CHALLENGE: Switch every "athlete's" in the items below to "runner's" and leave all other text unchanged. Omit the pictures from your answer.
---------- EXTRACTED INFORMATION
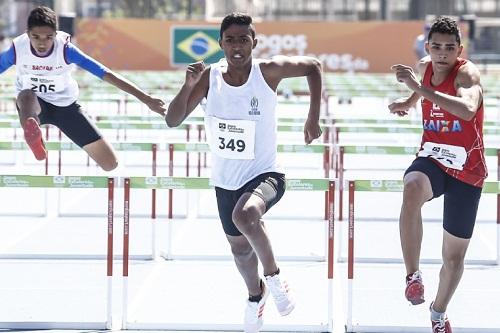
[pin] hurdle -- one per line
(26, 181)
(197, 183)
(385, 186)
(384, 150)
(397, 186)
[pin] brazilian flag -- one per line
(192, 44)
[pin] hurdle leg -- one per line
(330, 257)
(109, 259)
(350, 257)
(126, 217)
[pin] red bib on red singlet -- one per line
(455, 144)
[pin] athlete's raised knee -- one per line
(246, 219)
(109, 165)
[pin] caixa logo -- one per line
(151, 180)
(59, 179)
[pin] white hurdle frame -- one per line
(396, 186)
(27, 181)
(198, 183)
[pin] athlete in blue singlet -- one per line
(47, 94)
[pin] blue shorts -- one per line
(71, 120)
(271, 187)
(461, 200)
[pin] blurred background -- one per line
(363, 35)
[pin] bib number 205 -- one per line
(238, 145)
(43, 88)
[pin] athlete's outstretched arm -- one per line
(193, 90)
(280, 67)
(154, 104)
(469, 91)
(7, 59)
(78, 57)
(402, 105)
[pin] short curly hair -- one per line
(42, 17)
(238, 19)
(445, 25)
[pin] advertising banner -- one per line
(133, 44)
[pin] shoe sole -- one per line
(33, 137)
(287, 310)
(416, 300)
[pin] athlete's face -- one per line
(444, 51)
(237, 43)
(42, 38)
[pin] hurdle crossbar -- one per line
(27, 181)
(197, 183)
(342, 150)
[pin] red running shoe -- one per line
(441, 326)
(33, 137)
(414, 288)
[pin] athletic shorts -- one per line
(269, 186)
(71, 120)
(461, 200)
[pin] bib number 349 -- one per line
(232, 144)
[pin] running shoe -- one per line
(414, 288)
(33, 137)
(253, 312)
(442, 325)
(282, 296)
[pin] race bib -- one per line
(232, 139)
(453, 157)
(43, 84)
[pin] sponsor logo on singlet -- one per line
(254, 105)
(442, 126)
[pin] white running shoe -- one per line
(253, 312)
(283, 298)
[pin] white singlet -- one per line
(48, 76)
(241, 127)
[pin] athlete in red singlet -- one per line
(450, 161)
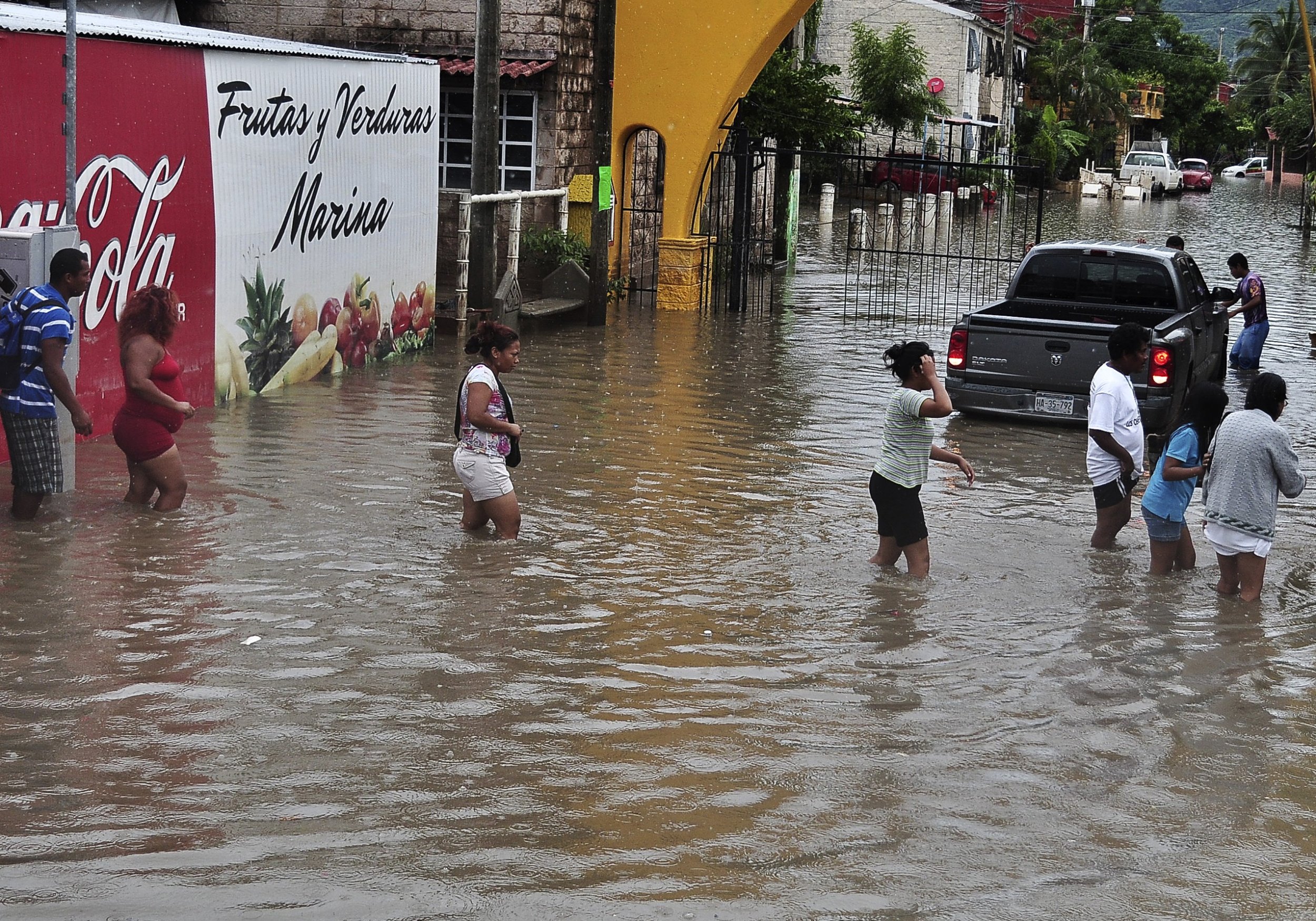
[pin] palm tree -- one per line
(1074, 77)
(1273, 59)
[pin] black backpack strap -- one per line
(507, 401)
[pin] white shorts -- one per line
(482, 475)
(1230, 543)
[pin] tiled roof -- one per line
(19, 17)
(512, 69)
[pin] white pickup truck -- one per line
(1159, 165)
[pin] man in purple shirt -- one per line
(1256, 324)
(28, 411)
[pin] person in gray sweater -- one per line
(1251, 462)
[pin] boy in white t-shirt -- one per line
(1115, 432)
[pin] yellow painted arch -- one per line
(681, 65)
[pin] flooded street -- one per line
(685, 694)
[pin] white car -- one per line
(1252, 167)
(1159, 165)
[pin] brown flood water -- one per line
(685, 694)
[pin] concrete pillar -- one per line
(681, 273)
(859, 229)
(928, 211)
(886, 224)
(827, 202)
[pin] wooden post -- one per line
(604, 49)
(464, 254)
(485, 159)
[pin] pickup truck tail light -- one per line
(959, 351)
(1162, 366)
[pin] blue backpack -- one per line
(14, 316)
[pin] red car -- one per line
(912, 175)
(1197, 174)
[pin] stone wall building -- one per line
(548, 64)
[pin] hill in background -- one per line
(1207, 17)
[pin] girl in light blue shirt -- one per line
(1177, 474)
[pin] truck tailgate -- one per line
(1053, 357)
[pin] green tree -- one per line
(1080, 85)
(1056, 144)
(1217, 136)
(889, 75)
(1154, 48)
(1272, 59)
(1291, 120)
(798, 106)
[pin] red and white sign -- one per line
(199, 165)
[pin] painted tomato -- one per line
(330, 314)
(402, 317)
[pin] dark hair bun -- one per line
(904, 358)
(490, 336)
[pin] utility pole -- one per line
(485, 143)
(604, 51)
(70, 112)
(1009, 95)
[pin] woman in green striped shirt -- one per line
(906, 448)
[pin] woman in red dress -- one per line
(154, 407)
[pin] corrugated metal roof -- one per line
(512, 69)
(16, 17)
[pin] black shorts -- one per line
(899, 511)
(1116, 491)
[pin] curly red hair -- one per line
(151, 311)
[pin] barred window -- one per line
(516, 140)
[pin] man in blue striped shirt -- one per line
(29, 409)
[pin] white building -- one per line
(964, 51)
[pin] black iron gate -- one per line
(736, 219)
(641, 211)
(928, 240)
(927, 237)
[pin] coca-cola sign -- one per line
(207, 170)
(145, 199)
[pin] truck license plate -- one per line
(1056, 406)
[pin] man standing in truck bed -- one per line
(1115, 431)
(1256, 324)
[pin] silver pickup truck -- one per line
(1033, 354)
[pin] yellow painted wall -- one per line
(681, 66)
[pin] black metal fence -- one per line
(928, 240)
(736, 217)
(641, 191)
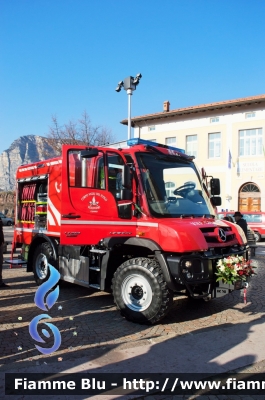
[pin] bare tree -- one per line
(80, 132)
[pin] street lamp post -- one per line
(129, 84)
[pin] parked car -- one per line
(255, 221)
(6, 220)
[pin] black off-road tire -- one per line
(140, 291)
(43, 256)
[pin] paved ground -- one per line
(92, 329)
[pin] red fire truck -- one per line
(139, 221)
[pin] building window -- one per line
(214, 145)
(250, 115)
(250, 142)
(151, 128)
(191, 145)
(171, 140)
(214, 119)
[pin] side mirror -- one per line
(89, 153)
(126, 194)
(125, 209)
(216, 201)
(127, 178)
(215, 186)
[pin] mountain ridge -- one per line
(24, 150)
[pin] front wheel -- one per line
(43, 256)
(140, 292)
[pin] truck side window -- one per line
(115, 171)
(86, 172)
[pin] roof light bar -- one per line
(135, 141)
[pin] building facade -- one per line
(226, 138)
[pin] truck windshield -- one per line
(172, 186)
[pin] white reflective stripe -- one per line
(155, 224)
(56, 213)
(51, 219)
(38, 231)
(75, 222)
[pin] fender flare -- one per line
(38, 239)
(111, 242)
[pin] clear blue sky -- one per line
(61, 57)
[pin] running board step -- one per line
(98, 251)
(16, 261)
(95, 286)
(94, 268)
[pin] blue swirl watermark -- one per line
(46, 293)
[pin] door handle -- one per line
(72, 216)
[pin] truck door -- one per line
(91, 195)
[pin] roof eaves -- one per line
(199, 108)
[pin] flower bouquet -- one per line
(234, 268)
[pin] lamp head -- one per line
(120, 85)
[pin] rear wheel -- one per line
(257, 236)
(43, 256)
(140, 292)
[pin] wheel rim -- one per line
(42, 266)
(136, 292)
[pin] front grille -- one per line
(211, 235)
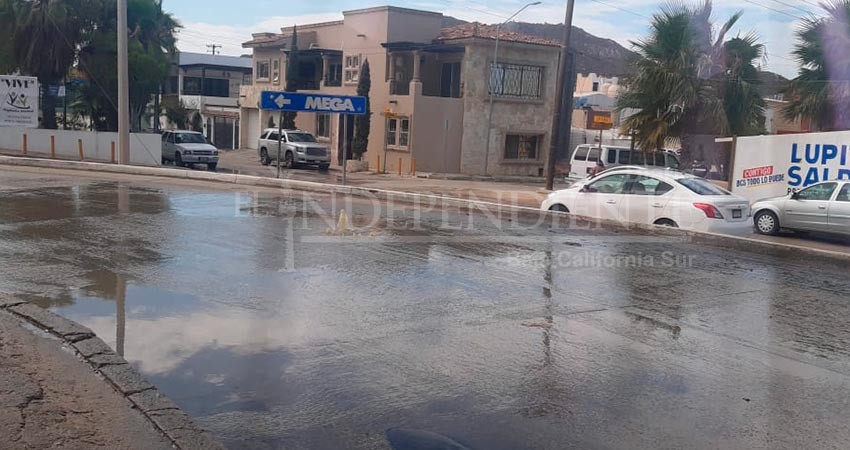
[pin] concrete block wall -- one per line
(145, 148)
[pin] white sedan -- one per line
(823, 207)
(654, 196)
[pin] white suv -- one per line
(188, 147)
(297, 148)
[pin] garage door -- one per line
(251, 128)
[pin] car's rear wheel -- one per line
(767, 223)
(666, 223)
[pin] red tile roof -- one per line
(261, 39)
(482, 31)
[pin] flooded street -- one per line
(275, 329)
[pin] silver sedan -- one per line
(823, 207)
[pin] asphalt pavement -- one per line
(278, 323)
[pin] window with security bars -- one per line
(515, 80)
(522, 147)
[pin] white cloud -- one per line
(196, 35)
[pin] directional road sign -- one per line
(295, 101)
--------------------
FINAL ANSWER:
[pin] hurdle -- one per line
(26, 181)
(197, 183)
(385, 186)
(384, 150)
(397, 186)
[pin] brazilian flag -- one per line
(192, 44)
[pin] hurdle leg -- one per line
(330, 257)
(109, 259)
(350, 257)
(126, 217)
[pin] red bib on red singlet -- one per line
(455, 144)
[pin] runner's raised knee -- one per line
(246, 219)
(109, 165)
[pin] caixa logo -- one per line
(151, 180)
(59, 179)
[pin] white hurdle frame -- one per line
(396, 186)
(27, 181)
(198, 183)
[pin] athlete in blue singlet -- one per line
(47, 94)
[pin] blue shorts -- one per line
(71, 120)
(271, 187)
(461, 200)
[pin] blurred background -- one per line
(363, 35)
[pin] bib number 205 -- one per line
(238, 145)
(43, 88)
[pin] runner's outstretched arm -- one per line
(193, 90)
(280, 67)
(154, 104)
(469, 91)
(7, 59)
(78, 57)
(402, 105)
[pin] short curly hair -- one per line
(42, 17)
(238, 19)
(445, 25)
[pin] advertising banner -- one per line
(133, 44)
[pin] shoe sole -- one per line
(33, 137)
(287, 310)
(416, 300)
[pin] runner's face -- one per line
(444, 51)
(237, 43)
(42, 38)
[pin] hurdle crossbar -- one per line
(27, 181)
(197, 183)
(342, 150)
[pin] red running shoe -- one per line
(441, 326)
(33, 137)
(414, 288)
[pin] athletic shorts -- one per line
(269, 186)
(71, 120)
(461, 200)
[pin] bib number 349 -- one per line
(232, 144)
[pin] running shoe -- one per line
(414, 288)
(33, 137)
(253, 312)
(442, 325)
(282, 296)
[pin] race bib -- one per line
(232, 139)
(453, 157)
(43, 84)
[pin] sponsor logo on singlet -- one per line
(254, 105)
(442, 126)
[pin] white running shoe -- one per line
(253, 312)
(283, 298)
[pin] white singlet -- one per line
(48, 76)
(241, 127)
[pin] athlete in red singlet -- one per line
(450, 161)
[pin] palm tree -- one per line
(1074, 77)
(1273, 59)
[pin] black backpack strap -- one per line
(507, 401)
[pin] white shorts -- one per line
(482, 475)
(1230, 543)
[pin] tiled roof -- one per line
(19, 17)
(512, 69)
[pin] white pickup truck -- one per line
(1159, 165)
[pin] man in purple shirt -- one per line
(1256, 324)
(28, 411)
[pin] person in gray sweater -- one per line
(1251, 462)
[pin] boy in white t-shirt -- one per line
(1115, 432)
[pin] yellow painted arch -- one per line
(681, 65)
[pin] flooded street -- one per line
(685, 694)
[pin] white car -- one per line
(1252, 167)
(1159, 165)
[pin] brown flood water -- one per line
(685, 694)
[pin] concrete pillar -- one per line
(681, 273)
(859, 229)
(928, 211)
(886, 224)
(827, 202)
[pin] wooden post -- one per line
(604, 49)
(464, 254)
(485, 159)
[pin] pickup truck tail light -- one per line
(959, 351)
(1162, 366)
[pin] blue backpack -- one per line
(14, 316)
[pin] red car -- one per line
(912, 175)
(1197, 174)
[pin] stone wall building -- one per line
(548, 64)
[pin] hill in background -- one per line
(1207, 17)
[pin] girl in light blue shirt -- one per line
(1177, 474)
[pin] truck tailgate -- one per line
(1053, 357)
[pin] green tree -- one per line
(1080, 85)
(1056, 144)
(1217, 136)
(889, 75)
(1154, 48)
(1272, 59)
(1291, 120)
(798, 106)
[pin] red and white sign -- one per line
(199, 165)
[pin] painted tomato -- one per line
(330, 314)
(402, 317)
[pin] dark hair bun -- one per line
(904, 358)
(490, 336)
[pin] utility pole -- one per line
(485, 143)
(604, 51)
(70, 112)
(1009, 95)
[pin] woman in green striped shirt -- one per line
(906, 448)
[pin] woman in red dress -- one per line
(154, 407)
[pin] corrugated metal roof -- one per line
(512, 69)
(16, 17)
[pin] black shorts -- one per line
(899, 511)
(1116, 491)
[pin] curly red hair -- one per line
(151, 311)
[pin] barred window -- one per line
(516, 140)
[pin] man in blue striped shirt -- one per line
(29, 409)
[pin] white building -- one per line
(964, 51)
[pin] black iron gate -- one per line
(736, 219)
(641, 211)
(928, 240)
(927, 237)
[pin] coca-cola sign -- one per line
(207, 170)
(145, 199)
[pin] truck license plate -- one per line
(1056, 406)
[pin] man standing in truck bed -- one per line
(1115, 431)
(1256, 324)
[pin] silver pickup truck -- one per line
(1033, 354)
[pin] yellow painted wall -- one per line
(681, 66)
[pin] black metal fence -- one per line
(928, 240)
(736, 217)
(641, 191)
[pin] bare tree -- one per line
(80, 132)
[pin] street lamp post -- one per line
(129, 84)
[pin] parked car -- one per line
(255, 221)
(6, 220)
[pin] black off-road tire -- one per line
(140, 291)
(43, 256)
[pin] paved ground -- one per line
(92, 329)
[pin] red fire truck -- one per line
(139, 221)
[pin] building window -- one per line
(214, 145)
(250, 115)
(250, 142)
(151, 128)
(191, 145)
(171, 140)
(214, 119)
[pin] side mirror -- one per line
(89, 153)
(126, 194)
(125, 209)
(216, 201)
(127, 178)
(215, 186)
[pin] mountain ridge -- one per line
(24, 150)
[pin] front wheel -- one per line
(43, 256)
(140, 292)
[pin] truck side window -- one per line
(115, 171)
(86, 172)
[pin] roof light bar -- one per line
(135, 141)
[pin] building facade -- one per line
(226, 138)
[pin] truck windshield -- one per line
(172, 186)
[pin] white reflective stripe -- one per line
(155, 224)
(56, 213)
(51, 219)
(38, 231)
(75, 222)
[pin] fender flare -- one per line
(38, 239)
(111, 242)
[pin] clear blue sky -- one per line
(61, 57)
[pin] running board step -- one per line
(98, 251)
(16, 261)
(95, 286)
(94, 268)
[pin] blue swirl watermark -- one per line
(46, 293)
[pin] door handle -- one per line
(72, 216)
[pin] truck door -- one per line
(91, 195)
[pin] roof eaves -- one per line
(199, 108)
[pin] flower bouquet -- one per line
(234, 268)
[pin] lamp head -- one per line
(120, 85)
[pin] rear wheel -- one per line
(257, 236)
(43, 256)
(140, 292)
[pin] wheel rim -- one per line
(42, 266)
(136, 292)
[pin] front grille -- one per line
(211, 235)
[pin] concrete block wall -- one per line
(145, 148)
[pin] white sedan -- one per line
(823, 207)
(654, 196)
[pin] white suv -- one per line
(188, 147)
(297, 148)
[pin] garage door -- one per line
(251, 128)
[pin] car's rear wheel -- one per line
(767, 223)
(666, 223)
[pin] red tile roof -- one per line
(261, 39)
(482, 31)
[pin] flooded street -- one per line
(275, 329)
[pin] silver sedan -- one per line
(823, 207)
[pin] asphalt pavement -- one per line
(278, 323)
[pin] window with security bars -- one per line
(515, 80)
(522, 147)
[pin] white cloud -- one per line
(196, 35)
[pin] directional road sign -- one per line
(295, 101)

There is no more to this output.